#### [WORK INSTRUCTION]
Copy all lines containing the string "grey" from the records below.

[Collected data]
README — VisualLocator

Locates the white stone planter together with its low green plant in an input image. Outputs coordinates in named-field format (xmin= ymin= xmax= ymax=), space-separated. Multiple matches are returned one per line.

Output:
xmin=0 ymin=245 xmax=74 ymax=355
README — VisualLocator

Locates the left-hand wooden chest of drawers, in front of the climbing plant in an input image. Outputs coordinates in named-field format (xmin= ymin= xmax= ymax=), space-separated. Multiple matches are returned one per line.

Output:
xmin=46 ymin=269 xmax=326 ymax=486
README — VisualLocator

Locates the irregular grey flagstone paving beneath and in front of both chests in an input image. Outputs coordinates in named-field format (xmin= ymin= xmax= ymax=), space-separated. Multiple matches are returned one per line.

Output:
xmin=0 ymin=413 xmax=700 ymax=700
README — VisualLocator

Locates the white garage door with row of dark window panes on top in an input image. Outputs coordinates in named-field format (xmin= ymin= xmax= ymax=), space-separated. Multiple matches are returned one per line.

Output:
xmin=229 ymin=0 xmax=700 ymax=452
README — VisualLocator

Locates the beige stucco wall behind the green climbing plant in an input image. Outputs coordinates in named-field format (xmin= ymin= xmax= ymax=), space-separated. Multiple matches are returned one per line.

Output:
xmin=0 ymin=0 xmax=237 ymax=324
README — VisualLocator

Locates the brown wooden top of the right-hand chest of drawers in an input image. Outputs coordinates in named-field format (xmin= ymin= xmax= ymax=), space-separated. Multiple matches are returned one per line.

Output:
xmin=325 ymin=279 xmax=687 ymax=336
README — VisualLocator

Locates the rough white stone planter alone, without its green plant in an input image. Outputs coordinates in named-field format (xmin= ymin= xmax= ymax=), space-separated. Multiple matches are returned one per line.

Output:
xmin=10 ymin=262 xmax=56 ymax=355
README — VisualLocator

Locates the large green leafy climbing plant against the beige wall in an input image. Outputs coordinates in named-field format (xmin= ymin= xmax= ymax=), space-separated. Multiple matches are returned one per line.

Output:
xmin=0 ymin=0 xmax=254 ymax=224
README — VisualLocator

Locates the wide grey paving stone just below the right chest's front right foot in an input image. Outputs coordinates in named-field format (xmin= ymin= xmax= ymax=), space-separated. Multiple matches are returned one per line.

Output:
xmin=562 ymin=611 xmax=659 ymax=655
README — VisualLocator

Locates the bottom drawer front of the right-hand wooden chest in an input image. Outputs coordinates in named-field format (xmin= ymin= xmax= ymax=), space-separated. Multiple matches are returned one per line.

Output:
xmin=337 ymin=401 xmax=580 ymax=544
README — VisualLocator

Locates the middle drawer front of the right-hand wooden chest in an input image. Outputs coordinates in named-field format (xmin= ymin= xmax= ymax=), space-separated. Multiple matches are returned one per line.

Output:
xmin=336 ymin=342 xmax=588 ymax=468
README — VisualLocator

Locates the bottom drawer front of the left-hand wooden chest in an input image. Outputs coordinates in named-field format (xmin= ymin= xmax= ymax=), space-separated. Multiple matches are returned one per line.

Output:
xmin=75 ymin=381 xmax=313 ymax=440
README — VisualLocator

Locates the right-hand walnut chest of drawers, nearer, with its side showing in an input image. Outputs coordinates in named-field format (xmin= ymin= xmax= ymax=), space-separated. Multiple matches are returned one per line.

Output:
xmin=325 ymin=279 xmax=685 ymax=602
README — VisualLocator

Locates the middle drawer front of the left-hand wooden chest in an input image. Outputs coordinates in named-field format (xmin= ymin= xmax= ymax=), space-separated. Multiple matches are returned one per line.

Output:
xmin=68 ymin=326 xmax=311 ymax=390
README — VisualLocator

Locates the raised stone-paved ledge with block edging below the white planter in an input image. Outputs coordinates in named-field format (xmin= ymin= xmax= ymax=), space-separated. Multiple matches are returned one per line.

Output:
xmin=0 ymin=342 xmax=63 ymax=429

#### [REPLY]
Locates the irregular grey flagstone paving beneath and in front of both chests in an input image. Outputs coordinates in named-field format (xmin= ymin= xmax= ymax=), space-separated. Multiple matches are returned one per line.
Locates the wide grey paving stone just below the right chest's front right foot in an input image. Outputs coordinates in named-field format (xmin= ymin= xmax= ymax=), space-separated. Multiple matches are returned one per line.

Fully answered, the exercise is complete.